PROBLEM REQUIREMENTS: Repeat the lines below word for word, starting with the line that contains "204H60L46 196L5 210L15" and going on through the line that contains "box: [448, 129, 500, 246]", with both of those lines included.

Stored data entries
- - - - - - -
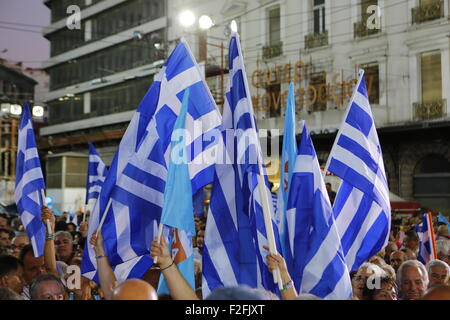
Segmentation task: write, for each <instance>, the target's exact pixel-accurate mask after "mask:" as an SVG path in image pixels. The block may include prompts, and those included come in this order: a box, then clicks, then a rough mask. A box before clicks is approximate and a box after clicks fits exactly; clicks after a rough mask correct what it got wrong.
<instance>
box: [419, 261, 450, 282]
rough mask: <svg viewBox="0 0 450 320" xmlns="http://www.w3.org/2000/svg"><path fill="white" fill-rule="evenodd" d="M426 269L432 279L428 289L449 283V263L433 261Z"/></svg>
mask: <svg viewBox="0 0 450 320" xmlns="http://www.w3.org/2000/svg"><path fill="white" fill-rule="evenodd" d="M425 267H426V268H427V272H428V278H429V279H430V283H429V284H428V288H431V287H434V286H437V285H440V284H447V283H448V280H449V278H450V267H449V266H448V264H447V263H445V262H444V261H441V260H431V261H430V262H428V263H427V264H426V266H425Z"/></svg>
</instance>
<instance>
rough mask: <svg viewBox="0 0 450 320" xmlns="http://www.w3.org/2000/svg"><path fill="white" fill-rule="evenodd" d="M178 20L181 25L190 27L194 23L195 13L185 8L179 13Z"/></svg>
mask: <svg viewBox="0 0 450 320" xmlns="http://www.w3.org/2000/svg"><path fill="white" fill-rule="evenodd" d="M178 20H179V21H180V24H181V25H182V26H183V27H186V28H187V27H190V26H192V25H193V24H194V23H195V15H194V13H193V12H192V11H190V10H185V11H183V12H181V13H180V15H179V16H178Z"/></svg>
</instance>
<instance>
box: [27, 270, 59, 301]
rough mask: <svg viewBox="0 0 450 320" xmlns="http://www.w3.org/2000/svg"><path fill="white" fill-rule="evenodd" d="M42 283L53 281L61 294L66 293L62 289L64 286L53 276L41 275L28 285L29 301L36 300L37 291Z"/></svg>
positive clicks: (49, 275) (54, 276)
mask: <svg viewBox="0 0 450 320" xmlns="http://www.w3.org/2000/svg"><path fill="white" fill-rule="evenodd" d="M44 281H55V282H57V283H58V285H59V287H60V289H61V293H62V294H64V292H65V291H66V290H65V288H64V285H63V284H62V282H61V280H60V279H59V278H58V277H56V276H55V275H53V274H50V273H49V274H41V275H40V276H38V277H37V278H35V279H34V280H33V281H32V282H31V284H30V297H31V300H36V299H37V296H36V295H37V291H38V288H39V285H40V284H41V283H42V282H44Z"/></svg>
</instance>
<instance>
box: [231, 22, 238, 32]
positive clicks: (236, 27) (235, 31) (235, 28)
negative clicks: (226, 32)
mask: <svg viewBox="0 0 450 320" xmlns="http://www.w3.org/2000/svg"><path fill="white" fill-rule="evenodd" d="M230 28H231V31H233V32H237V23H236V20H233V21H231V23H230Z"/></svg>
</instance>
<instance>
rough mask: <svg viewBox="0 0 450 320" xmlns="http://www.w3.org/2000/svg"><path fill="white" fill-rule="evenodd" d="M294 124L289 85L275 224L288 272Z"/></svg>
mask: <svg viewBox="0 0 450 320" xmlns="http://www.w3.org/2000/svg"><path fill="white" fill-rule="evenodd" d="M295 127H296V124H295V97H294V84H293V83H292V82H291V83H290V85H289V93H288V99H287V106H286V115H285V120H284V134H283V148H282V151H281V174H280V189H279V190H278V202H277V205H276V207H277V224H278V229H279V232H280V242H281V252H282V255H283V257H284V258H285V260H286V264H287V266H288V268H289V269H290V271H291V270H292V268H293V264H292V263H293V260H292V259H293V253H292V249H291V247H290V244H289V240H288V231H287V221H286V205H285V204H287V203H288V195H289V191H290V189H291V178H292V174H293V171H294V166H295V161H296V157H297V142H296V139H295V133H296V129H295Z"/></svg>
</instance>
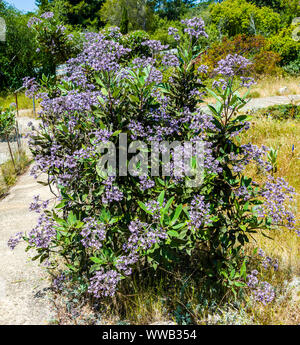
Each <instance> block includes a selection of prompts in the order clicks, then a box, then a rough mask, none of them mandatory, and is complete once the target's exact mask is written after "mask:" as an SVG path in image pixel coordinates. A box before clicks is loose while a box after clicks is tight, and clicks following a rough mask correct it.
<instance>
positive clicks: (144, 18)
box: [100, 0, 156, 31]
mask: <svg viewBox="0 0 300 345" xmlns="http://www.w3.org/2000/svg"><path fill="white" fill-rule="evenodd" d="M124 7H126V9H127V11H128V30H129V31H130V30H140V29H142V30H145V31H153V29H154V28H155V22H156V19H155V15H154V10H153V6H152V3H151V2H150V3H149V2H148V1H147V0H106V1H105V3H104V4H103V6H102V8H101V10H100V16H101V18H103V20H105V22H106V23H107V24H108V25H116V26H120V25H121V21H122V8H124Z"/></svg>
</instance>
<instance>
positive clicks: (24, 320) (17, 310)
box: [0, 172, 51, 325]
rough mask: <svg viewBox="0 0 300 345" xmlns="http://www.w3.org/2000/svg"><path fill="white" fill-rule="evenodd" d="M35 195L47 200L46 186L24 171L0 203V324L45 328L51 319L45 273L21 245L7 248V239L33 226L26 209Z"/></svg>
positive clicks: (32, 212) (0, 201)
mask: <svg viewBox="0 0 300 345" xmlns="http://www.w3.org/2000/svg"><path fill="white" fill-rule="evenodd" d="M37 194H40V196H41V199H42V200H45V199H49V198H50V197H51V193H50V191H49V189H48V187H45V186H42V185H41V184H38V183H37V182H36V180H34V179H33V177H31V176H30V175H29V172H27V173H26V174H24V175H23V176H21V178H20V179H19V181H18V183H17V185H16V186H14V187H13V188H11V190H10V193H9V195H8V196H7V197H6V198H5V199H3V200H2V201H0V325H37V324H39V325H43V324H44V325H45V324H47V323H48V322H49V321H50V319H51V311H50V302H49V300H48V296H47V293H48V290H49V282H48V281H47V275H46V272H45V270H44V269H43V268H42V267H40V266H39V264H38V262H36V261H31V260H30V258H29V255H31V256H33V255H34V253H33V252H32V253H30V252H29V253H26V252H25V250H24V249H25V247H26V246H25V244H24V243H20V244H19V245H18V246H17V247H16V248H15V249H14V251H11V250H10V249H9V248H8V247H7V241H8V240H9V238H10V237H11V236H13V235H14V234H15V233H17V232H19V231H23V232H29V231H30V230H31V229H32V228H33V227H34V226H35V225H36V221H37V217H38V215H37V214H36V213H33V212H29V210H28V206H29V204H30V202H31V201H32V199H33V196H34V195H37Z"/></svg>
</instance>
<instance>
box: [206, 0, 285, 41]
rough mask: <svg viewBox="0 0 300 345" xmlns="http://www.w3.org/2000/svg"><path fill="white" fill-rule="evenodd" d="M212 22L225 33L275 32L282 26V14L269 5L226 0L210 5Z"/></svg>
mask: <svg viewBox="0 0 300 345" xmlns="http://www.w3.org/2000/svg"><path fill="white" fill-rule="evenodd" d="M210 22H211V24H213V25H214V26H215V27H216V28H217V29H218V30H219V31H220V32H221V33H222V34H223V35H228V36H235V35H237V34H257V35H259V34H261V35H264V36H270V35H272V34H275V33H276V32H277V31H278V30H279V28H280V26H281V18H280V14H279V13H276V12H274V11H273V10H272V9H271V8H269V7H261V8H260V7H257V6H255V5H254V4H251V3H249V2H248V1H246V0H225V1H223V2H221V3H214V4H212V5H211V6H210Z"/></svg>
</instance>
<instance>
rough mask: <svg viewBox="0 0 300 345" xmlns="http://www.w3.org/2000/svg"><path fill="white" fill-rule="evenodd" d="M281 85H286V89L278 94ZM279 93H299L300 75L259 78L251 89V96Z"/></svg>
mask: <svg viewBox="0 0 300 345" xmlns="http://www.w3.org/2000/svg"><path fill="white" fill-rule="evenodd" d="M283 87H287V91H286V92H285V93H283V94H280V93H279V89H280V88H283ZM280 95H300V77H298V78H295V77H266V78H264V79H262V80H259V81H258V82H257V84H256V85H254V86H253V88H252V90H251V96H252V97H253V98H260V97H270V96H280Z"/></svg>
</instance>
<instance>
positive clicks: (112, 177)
- - - - - - -
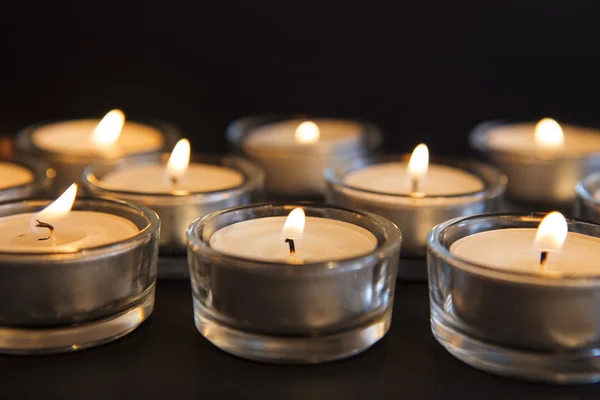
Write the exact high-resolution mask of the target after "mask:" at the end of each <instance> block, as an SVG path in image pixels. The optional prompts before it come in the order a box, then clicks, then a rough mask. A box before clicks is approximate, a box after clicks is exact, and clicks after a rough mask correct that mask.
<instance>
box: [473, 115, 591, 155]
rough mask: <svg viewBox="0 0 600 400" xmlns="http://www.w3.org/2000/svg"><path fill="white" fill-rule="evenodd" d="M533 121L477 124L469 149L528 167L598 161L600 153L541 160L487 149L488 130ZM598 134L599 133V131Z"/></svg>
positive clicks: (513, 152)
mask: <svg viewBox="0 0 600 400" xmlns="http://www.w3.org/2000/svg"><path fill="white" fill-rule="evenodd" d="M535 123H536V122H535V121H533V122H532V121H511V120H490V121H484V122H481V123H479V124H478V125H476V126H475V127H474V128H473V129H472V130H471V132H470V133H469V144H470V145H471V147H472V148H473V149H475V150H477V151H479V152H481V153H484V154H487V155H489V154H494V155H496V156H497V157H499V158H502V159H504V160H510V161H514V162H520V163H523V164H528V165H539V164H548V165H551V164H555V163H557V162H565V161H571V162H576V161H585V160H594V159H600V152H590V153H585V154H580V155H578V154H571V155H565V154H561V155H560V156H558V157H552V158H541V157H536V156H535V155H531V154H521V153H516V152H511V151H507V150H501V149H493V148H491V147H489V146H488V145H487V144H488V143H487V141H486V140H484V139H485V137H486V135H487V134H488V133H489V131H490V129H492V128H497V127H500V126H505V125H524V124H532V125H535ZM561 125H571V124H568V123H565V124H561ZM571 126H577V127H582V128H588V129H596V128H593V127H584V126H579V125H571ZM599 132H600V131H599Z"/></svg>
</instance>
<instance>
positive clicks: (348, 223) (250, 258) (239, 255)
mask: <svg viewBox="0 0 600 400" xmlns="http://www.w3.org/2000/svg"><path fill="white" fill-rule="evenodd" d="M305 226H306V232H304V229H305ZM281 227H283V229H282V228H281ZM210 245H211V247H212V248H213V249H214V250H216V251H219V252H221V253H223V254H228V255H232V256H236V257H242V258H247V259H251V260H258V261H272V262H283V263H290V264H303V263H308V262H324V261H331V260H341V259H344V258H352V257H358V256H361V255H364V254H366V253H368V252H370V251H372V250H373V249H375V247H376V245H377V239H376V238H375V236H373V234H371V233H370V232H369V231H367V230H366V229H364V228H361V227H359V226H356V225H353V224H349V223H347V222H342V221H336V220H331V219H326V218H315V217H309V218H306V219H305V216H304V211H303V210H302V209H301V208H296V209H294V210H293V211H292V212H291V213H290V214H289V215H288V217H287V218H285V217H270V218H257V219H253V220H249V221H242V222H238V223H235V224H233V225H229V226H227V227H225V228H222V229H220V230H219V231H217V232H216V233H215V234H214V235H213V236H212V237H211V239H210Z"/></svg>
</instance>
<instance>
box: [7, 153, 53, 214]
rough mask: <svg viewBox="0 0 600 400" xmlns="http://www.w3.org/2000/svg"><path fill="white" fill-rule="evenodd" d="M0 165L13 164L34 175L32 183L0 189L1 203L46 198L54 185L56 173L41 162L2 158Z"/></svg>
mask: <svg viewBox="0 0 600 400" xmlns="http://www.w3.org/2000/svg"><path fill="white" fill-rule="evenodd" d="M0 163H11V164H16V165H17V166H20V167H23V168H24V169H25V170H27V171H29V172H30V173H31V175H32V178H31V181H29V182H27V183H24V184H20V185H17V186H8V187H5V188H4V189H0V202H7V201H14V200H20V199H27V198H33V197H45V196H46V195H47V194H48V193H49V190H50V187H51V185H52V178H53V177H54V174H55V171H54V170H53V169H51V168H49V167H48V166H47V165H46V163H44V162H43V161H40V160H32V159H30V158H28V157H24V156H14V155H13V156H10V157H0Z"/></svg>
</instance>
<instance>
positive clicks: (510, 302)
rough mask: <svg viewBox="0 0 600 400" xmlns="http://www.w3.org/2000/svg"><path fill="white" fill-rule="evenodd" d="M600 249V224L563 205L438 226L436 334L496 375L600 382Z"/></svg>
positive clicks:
- - - - - - -
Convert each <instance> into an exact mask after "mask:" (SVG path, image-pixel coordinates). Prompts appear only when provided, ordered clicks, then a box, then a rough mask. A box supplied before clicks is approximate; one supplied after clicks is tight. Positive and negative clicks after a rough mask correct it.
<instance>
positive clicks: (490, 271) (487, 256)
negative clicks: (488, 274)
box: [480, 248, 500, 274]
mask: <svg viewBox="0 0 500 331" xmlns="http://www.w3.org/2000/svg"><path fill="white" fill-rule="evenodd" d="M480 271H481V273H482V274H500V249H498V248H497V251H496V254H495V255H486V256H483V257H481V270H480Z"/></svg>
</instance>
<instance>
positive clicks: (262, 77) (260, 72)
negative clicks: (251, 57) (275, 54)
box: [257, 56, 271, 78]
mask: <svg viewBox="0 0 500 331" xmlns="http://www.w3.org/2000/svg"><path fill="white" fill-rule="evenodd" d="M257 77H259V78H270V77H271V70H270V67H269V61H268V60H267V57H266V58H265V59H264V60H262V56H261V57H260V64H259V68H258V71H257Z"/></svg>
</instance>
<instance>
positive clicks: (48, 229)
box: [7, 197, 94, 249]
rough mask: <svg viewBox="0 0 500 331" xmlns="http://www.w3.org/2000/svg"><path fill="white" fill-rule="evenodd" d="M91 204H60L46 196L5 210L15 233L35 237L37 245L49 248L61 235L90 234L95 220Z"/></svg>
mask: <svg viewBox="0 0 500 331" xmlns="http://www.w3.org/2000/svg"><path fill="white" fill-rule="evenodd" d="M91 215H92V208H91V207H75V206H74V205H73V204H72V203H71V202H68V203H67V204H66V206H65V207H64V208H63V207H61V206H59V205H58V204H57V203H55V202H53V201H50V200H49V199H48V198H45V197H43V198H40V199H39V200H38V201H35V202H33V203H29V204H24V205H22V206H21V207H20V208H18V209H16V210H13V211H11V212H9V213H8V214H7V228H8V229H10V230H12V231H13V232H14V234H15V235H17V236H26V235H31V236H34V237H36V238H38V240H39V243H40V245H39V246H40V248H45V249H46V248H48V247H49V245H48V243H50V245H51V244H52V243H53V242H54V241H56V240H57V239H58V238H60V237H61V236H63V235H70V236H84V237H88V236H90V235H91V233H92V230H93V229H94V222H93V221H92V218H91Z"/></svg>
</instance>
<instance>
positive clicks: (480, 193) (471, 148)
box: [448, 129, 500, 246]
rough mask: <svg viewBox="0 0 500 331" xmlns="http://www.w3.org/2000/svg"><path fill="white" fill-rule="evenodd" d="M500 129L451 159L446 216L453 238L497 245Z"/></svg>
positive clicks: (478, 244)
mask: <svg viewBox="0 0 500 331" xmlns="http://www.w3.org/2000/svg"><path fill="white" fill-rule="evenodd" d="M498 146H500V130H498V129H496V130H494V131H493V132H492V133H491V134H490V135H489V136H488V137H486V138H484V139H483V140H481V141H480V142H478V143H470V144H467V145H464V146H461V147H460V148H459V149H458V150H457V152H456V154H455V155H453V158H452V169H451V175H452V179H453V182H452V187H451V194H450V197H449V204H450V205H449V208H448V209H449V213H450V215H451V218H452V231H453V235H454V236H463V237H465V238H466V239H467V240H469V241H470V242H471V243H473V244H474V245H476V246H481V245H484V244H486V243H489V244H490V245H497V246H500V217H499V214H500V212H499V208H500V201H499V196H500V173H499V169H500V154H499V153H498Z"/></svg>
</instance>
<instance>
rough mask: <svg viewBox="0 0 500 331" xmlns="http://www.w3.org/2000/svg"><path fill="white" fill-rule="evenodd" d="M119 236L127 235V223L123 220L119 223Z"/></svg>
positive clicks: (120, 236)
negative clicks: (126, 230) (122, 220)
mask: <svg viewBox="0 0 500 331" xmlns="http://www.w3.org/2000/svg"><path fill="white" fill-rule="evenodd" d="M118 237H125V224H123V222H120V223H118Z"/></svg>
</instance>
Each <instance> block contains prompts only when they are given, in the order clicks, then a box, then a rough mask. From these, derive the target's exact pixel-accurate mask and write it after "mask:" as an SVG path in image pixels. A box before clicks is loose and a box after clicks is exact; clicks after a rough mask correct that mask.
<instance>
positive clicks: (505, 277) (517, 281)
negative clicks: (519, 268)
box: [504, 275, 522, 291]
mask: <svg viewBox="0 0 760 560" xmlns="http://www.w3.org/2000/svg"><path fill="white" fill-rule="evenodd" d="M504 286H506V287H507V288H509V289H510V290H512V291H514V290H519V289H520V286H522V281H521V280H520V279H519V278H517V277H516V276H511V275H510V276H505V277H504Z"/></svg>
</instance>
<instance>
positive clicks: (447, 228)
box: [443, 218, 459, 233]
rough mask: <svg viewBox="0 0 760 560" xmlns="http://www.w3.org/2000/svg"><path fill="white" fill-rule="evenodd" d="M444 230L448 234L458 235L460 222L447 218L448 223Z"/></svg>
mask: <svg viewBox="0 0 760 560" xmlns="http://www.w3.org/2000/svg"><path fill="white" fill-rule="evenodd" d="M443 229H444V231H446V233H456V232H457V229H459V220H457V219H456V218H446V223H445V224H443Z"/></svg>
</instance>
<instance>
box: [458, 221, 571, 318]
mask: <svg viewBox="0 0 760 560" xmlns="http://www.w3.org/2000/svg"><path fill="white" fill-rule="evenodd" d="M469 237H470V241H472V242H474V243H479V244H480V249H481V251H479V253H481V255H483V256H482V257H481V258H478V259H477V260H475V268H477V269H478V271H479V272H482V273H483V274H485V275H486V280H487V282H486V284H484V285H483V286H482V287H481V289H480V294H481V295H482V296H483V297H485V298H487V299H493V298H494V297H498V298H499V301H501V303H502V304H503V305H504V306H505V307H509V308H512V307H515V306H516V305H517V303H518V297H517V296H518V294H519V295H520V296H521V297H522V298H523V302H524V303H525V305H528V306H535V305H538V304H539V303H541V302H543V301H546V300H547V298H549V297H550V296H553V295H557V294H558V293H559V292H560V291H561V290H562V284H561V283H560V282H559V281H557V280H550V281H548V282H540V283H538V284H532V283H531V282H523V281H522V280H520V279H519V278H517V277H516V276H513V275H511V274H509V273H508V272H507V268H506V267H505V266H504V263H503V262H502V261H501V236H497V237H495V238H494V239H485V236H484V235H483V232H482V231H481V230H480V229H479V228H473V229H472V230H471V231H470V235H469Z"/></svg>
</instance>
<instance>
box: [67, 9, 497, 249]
- - - - - - -
TASK RESPONSE:
rough mask: <svg viewBox="0 0 500 331" xmlns="http://www.w3.org/2000/svg"><path fill="white" fill-rule="evenodd" d="M91 204H60L46 196L5 210L15 233L35 237L37 245L49 248L61 235L90 234L95 220Z"/></svg>
mask: <svg viewBox="0 0 500 331" xmlns="http://www.w3.org/2000/svg"><path fill="white" fill-rule="evenodd" d="M91 215H92V208H91V207H75V206H74V205H73V204H72V203H71V202H68V203H67V204H66V206H65V207H64V208H63V207H61V206H59V205H58V204H57V203H55V202H53V201H50V200H49V199H48V198H45V197H43V198H40V199H39V200H38V201H35V202H33V203H29V204H24V205H22V206H21V207H20V208H18V209H16V210H13V211H11V212H9V213H8V214H7V228H8V229H10V230H12V231H13V232H14V234H15V235H17V236H26V235H31V236H34V237H36V238H38V240H39V243H40V245H39V246H40V248H45V249H46V248H48V247H49V245H48V243H50V245H51V244H52V243H53V242H54V241H56V240H57V239H58V238H60V237H61V236H63V235H70V236H84V237H88V236H90V235H91V233H92V230H93V229H94V222H93V221H92V218H91Z"/></svg>
</instance>
<instance>
positive clicks: (480, 193) (471, 148)
box: [448, 129, 500, 246]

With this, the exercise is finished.